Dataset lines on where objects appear

__________

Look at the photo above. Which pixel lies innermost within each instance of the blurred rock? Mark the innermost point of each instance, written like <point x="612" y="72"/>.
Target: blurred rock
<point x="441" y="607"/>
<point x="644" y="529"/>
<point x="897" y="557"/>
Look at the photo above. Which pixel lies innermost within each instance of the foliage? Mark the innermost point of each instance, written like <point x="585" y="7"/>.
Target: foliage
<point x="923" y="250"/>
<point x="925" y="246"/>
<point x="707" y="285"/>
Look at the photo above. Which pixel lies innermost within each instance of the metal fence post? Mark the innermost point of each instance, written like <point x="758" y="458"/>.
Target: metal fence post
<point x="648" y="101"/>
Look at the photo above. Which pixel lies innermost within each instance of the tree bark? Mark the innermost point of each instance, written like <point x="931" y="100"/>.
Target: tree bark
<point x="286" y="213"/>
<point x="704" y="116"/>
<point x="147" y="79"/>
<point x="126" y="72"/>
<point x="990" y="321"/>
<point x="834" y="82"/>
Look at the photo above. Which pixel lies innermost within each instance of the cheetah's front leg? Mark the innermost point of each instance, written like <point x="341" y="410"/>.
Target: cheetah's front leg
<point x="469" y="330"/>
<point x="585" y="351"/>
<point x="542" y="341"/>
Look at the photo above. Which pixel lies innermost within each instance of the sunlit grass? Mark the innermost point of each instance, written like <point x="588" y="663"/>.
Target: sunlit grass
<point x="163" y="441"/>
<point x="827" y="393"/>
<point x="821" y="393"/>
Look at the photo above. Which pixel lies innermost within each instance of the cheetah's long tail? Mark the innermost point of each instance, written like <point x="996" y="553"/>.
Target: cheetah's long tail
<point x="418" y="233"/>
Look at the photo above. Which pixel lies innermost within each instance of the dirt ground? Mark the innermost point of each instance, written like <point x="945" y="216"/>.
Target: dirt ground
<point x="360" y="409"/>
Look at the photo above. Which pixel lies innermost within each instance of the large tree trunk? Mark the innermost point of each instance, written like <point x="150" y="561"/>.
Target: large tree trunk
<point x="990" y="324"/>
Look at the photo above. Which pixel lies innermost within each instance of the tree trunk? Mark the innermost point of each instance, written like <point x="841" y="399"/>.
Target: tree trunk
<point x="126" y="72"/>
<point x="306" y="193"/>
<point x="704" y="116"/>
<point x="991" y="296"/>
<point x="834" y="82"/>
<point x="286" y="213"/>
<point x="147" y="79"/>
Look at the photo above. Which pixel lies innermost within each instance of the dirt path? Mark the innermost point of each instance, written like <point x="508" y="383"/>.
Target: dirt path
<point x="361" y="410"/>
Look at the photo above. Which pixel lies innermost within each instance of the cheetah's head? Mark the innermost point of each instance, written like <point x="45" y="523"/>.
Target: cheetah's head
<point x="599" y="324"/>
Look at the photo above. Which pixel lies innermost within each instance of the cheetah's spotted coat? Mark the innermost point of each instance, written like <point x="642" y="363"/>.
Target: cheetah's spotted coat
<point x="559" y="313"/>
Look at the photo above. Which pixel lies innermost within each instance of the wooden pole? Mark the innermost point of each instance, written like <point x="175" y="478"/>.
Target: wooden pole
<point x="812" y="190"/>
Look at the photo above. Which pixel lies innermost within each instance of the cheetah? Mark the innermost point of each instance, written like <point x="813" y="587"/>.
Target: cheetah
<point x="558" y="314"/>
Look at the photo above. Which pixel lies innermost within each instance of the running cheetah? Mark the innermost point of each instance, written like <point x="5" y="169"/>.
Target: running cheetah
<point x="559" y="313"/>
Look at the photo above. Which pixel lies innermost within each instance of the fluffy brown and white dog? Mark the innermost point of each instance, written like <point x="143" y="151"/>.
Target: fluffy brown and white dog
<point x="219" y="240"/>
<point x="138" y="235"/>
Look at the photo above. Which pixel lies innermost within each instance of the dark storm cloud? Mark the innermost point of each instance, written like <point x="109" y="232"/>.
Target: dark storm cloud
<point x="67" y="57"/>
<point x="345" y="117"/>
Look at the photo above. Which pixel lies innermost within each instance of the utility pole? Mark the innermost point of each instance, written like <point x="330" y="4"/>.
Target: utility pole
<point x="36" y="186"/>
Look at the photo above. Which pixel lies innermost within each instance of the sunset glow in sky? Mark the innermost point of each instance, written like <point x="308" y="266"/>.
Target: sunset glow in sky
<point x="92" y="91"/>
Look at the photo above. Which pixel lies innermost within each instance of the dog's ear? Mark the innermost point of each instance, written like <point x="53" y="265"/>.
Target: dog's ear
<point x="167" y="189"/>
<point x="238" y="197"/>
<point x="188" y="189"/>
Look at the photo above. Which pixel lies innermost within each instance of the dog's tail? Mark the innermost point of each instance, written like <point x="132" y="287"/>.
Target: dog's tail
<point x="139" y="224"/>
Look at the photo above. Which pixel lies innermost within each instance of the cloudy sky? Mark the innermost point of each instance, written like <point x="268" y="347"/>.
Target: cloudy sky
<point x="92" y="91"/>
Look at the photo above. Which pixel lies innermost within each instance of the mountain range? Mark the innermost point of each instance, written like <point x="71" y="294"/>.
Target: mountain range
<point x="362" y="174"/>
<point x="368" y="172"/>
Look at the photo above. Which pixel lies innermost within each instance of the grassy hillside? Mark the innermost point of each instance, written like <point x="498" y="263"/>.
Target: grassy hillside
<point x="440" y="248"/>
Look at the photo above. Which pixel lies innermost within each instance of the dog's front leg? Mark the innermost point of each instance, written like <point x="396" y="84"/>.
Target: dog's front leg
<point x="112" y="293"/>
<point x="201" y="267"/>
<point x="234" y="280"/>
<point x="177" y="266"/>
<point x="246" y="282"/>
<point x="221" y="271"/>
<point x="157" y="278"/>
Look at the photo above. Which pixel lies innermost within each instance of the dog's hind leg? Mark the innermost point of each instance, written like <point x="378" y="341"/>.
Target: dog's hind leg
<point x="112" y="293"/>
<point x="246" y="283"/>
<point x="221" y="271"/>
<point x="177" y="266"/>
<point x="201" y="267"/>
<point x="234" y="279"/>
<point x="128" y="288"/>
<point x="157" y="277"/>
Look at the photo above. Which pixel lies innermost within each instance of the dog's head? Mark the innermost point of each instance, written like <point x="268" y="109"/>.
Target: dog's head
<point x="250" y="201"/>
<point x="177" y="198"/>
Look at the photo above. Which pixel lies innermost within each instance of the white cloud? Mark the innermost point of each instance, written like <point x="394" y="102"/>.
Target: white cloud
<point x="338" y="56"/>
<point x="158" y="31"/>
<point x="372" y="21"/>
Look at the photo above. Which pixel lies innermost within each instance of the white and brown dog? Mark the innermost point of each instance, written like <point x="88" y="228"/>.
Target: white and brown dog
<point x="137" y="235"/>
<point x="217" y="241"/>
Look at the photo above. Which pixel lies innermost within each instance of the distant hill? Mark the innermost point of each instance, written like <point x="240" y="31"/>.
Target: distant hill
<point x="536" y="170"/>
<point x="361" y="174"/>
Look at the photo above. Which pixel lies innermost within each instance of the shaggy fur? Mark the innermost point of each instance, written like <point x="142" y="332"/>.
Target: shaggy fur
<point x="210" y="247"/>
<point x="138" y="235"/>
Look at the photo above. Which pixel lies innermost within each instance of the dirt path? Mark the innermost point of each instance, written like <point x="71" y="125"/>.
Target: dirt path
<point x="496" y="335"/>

__________

Begin at the line that has "of the distant" and stop after the last of the lines, then write out every one of them again. Add 47 to each x and y coordinate in the answer points, and leave the sample coordinates after "written like" unchanged.

Look at the photo above. Which pixel lies innermost within each instance of the distant hill? Mark the innermost point of each instance, written like <point x="240" y="31"/>.
Target: distant hill
<point x="583" y="217"/>
<point x="408" y="221"/>
Look at the photo above. Which pixel lies innermost within each instance of the shaggy fur? Mark the innermost point of each instance, written like <point x="142" y="332"/>.
Target: shaggy fur
<point x="257" y="294"/>
<point x="185" y="282"/>
Look at the photo above. Which pixel lies innermost within each instance of the dirt path? Mark the innermost point of each instance, written like <point x="71" y="125"/>.
Target: dirt path
<point x="543" y="382"/>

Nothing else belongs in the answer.